[Records from a collection]
⟨

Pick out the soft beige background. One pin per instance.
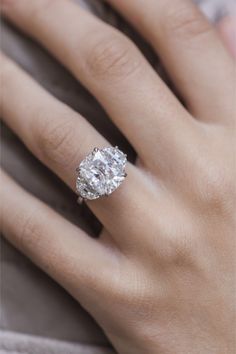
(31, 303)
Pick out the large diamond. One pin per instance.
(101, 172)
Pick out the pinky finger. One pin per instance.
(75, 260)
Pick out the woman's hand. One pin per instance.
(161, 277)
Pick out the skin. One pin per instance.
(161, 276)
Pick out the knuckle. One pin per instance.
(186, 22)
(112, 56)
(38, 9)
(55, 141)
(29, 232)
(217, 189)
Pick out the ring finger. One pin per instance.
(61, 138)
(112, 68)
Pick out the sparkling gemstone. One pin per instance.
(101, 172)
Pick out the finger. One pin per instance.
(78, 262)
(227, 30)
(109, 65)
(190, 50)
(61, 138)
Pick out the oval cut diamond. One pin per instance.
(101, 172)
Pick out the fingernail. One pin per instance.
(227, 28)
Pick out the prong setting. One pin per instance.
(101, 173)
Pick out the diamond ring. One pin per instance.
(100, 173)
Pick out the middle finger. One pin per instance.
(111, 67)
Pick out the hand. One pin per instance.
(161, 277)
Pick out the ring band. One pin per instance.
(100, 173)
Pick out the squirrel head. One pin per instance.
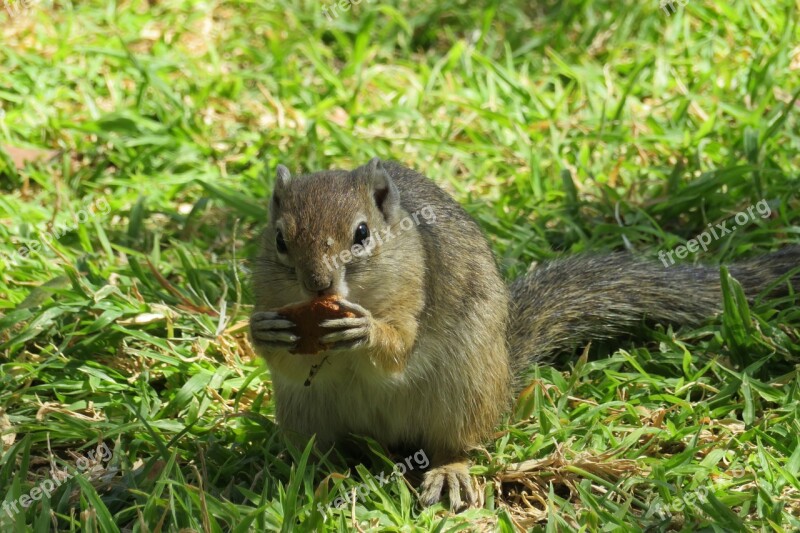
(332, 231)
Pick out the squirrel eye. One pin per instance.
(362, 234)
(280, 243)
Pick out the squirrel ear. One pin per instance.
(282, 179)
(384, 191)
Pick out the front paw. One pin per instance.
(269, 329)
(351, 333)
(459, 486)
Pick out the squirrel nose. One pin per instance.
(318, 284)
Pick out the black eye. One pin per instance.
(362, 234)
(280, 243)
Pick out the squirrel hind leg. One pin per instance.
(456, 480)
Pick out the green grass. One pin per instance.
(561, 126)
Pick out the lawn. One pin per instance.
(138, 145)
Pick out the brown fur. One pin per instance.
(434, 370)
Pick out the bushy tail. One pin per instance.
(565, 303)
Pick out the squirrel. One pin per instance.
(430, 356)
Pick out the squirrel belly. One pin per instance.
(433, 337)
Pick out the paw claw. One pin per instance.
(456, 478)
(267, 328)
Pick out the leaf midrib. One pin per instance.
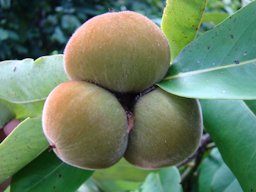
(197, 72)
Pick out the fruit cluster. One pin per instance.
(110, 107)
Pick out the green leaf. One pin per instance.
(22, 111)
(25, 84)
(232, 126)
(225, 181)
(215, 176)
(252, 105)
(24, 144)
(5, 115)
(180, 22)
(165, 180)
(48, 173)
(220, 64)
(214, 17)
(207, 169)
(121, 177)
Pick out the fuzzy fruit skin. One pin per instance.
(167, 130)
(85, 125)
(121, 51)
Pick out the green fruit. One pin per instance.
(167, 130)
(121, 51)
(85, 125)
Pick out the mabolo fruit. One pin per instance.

⟩
⟨

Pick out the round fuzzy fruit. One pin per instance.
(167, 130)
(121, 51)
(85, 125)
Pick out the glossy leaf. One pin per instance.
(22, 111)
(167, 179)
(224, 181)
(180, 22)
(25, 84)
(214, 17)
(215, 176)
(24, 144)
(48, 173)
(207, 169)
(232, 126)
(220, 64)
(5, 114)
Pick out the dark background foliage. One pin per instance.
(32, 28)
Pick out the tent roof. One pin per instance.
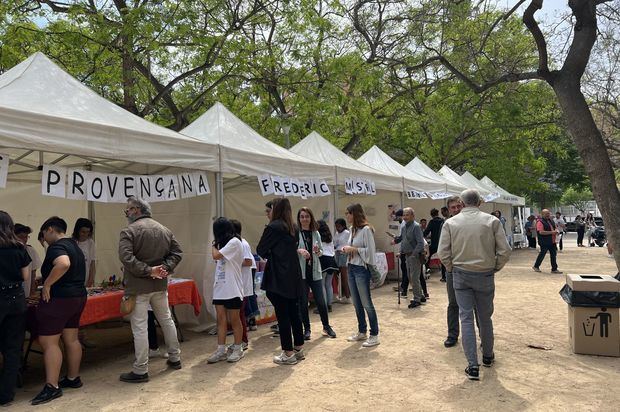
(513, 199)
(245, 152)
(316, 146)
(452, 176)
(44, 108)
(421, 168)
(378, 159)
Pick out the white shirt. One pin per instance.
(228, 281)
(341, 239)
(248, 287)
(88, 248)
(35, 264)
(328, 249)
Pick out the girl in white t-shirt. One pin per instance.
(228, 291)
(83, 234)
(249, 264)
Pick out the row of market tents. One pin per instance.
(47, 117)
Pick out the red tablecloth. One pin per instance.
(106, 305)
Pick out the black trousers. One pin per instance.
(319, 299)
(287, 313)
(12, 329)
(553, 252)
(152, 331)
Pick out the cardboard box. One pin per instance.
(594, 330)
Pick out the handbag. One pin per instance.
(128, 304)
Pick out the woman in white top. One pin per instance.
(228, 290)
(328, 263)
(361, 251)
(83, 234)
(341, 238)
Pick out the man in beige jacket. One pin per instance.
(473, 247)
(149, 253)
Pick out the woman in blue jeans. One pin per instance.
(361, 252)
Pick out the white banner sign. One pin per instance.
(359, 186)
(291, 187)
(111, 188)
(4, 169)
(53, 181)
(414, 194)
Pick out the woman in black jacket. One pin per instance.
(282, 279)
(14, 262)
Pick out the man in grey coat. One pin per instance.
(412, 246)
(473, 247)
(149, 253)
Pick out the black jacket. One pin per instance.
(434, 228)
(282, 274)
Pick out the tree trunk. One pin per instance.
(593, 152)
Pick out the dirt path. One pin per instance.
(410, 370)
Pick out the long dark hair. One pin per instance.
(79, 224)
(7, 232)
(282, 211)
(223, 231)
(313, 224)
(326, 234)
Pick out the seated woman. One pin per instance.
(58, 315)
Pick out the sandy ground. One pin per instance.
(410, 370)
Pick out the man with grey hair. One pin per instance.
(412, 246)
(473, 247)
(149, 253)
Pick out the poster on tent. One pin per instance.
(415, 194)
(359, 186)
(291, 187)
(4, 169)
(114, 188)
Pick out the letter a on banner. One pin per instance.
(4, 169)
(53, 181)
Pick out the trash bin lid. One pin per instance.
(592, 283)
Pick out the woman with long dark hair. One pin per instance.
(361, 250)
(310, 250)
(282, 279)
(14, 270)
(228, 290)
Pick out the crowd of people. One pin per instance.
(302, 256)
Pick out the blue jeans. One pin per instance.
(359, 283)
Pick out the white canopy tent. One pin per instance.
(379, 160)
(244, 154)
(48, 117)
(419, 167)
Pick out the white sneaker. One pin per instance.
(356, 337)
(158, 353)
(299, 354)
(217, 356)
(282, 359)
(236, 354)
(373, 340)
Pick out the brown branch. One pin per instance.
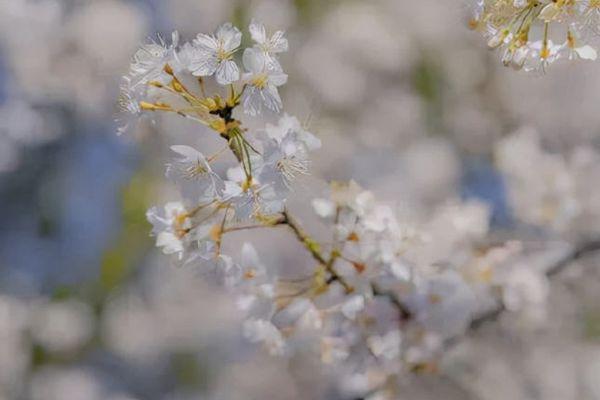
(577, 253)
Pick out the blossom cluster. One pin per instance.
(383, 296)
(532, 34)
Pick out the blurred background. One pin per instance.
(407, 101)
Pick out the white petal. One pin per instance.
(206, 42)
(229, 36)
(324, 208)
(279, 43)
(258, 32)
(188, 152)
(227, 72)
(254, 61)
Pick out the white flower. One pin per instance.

⟩

* What you are asked to do:
Rescale the records from the line containing "Pick out the trash" down to the line containing "Pick out the white flower.", both included, and give only those lines. Keep the requests as they are, multiply every point coordinate by 2, round to whole numbers with halves up, and leave out the pictures.

* Output of the exercise:
Pick out the trash bin lid. One pin per instance.
(1184, 566)
Pick out the woman with long dark hair. One pin per instance.
(722, 500)
(620, 500)
(564, 558)
(28, 540)
(456, 580)
Pick out the crowd of people. One pin per instance.
(604, 512)
Pick out the blue jeans. One pin per instance.
(718, 566)
Pick out the white canopy tent. One pin per instance.
(758, 320)
(488, 308)
(96, 234)
(838, 334)
Pick out the white sneaker. One pin per instance.
(712, 674)
(316, 706)
(598, 708)
(434, 712)
(564, 718)
(472, 708)
(746, 680)
Pick out the brown branch. One pin per instance.
(1154, 506)
Pick out the blossom cluster. One pin per instance.
(766, 592)
(1064, 68)
Pick out the blurred background. One pin per instance.
(814, 202)
Pick out the white petal. One pin per instance.
(412, 84)
(458, 72)
(648, 416)
(558, 86)
(516, 64)
(376, 304)
(454, 144)
(508, 122)
Pick out the white flower. One pin per instance.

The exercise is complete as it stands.